» Activity
Go through the material below and state how many lines include "query", giving the number only.

» Input for this task
..........

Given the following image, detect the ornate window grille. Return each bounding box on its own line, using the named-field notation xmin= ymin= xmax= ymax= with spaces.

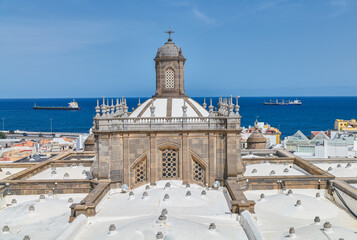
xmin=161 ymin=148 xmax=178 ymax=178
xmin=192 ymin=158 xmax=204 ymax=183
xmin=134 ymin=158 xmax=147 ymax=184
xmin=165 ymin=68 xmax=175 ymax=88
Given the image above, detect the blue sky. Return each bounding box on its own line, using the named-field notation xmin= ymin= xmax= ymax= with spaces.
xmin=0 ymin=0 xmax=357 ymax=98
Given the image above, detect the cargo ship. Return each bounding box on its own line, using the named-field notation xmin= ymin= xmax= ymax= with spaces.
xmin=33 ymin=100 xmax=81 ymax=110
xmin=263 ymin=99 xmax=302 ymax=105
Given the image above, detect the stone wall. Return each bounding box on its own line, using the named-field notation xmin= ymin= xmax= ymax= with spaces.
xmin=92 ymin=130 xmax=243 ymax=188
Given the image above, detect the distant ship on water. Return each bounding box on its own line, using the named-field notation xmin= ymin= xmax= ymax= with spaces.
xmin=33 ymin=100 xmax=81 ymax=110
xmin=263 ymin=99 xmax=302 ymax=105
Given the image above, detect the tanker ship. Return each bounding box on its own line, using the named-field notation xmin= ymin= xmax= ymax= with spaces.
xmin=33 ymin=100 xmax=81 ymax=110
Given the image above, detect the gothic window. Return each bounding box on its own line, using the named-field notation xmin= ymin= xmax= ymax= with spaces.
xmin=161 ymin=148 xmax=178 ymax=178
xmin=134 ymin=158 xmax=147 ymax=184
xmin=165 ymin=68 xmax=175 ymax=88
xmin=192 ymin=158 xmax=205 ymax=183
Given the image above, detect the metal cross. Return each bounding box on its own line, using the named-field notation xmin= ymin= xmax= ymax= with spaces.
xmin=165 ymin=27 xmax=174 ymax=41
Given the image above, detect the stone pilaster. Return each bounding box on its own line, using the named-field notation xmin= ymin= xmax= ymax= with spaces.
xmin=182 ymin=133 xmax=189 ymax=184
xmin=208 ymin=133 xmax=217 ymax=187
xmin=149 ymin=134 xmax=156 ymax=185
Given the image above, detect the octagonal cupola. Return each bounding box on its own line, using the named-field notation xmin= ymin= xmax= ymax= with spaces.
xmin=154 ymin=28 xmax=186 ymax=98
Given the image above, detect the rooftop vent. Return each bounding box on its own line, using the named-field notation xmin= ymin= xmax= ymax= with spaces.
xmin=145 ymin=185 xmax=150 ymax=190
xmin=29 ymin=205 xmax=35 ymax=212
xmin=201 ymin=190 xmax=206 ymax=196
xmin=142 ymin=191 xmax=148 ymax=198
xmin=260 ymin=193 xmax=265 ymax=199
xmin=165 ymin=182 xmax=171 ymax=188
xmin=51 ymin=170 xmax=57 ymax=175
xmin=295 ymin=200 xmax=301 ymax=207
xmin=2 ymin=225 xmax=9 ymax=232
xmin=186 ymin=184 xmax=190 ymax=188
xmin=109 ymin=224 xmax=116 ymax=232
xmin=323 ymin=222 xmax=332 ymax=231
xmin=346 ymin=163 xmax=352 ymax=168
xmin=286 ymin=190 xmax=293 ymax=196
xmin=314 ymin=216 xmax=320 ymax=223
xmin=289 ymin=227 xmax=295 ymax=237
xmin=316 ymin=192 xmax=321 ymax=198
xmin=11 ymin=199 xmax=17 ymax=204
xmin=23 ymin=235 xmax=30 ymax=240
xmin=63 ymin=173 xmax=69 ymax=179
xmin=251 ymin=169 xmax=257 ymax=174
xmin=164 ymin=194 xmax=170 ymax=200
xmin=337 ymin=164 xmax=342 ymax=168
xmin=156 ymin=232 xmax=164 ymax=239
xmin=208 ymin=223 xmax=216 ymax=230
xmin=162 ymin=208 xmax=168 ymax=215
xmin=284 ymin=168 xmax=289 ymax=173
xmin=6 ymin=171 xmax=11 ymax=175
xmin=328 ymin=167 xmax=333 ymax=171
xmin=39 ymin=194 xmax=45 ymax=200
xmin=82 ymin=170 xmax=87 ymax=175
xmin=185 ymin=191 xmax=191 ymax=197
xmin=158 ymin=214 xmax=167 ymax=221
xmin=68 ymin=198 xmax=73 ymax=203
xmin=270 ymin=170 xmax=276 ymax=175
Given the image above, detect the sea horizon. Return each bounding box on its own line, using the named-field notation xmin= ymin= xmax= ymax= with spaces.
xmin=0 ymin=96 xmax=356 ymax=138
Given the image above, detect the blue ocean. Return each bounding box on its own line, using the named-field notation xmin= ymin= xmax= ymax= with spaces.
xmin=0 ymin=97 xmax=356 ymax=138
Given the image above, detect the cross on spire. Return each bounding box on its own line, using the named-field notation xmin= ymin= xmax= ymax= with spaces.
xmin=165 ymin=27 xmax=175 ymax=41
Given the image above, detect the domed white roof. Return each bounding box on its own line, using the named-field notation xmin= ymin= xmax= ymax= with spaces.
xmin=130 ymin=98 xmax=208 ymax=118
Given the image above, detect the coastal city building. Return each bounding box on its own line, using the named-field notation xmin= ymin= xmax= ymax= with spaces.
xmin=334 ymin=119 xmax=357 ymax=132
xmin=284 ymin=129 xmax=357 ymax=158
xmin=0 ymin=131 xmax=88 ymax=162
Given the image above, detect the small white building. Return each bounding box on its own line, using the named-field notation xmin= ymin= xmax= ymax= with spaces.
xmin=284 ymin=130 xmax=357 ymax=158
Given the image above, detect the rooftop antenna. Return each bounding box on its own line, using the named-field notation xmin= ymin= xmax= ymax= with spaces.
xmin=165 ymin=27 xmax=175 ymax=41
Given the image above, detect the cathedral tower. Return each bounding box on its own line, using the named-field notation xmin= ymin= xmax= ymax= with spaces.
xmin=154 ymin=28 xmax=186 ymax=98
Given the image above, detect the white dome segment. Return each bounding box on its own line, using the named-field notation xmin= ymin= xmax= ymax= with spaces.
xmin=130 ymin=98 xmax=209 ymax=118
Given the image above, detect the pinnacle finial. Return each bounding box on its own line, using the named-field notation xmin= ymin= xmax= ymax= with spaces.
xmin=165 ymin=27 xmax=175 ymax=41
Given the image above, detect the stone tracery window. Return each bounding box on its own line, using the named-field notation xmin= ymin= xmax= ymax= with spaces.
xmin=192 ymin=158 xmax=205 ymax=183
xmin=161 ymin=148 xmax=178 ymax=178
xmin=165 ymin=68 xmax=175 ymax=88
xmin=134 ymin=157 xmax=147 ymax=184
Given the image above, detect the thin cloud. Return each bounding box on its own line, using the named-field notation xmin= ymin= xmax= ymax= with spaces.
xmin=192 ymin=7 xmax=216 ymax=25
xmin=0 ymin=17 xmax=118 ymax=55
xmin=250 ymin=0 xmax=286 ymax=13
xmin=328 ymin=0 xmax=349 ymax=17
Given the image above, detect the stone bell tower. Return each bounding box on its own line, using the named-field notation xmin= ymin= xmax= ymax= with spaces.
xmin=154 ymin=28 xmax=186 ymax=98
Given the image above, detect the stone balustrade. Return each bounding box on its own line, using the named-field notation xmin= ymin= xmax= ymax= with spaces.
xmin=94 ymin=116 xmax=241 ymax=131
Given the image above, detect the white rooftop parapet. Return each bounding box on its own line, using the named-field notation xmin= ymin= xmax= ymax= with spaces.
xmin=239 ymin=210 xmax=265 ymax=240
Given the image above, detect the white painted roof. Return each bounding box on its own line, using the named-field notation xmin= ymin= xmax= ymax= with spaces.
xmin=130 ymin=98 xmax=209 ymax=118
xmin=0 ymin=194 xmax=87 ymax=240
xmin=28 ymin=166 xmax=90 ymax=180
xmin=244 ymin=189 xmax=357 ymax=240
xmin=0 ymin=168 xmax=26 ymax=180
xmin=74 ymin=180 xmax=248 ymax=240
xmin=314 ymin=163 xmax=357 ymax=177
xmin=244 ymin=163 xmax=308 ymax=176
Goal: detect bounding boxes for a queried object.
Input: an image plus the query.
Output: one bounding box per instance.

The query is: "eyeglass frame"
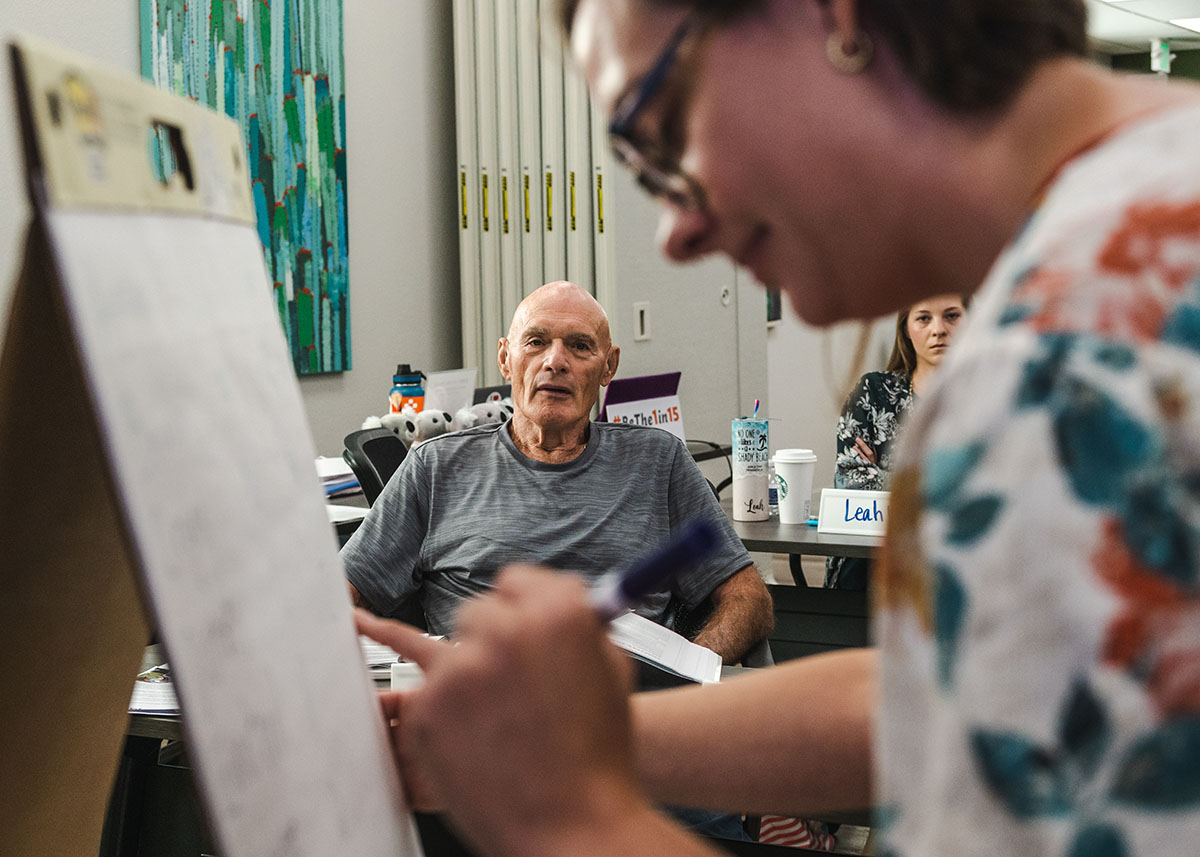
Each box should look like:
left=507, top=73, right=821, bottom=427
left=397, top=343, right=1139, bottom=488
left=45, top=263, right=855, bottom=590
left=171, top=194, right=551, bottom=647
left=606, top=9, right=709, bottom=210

..........

» Answer area
2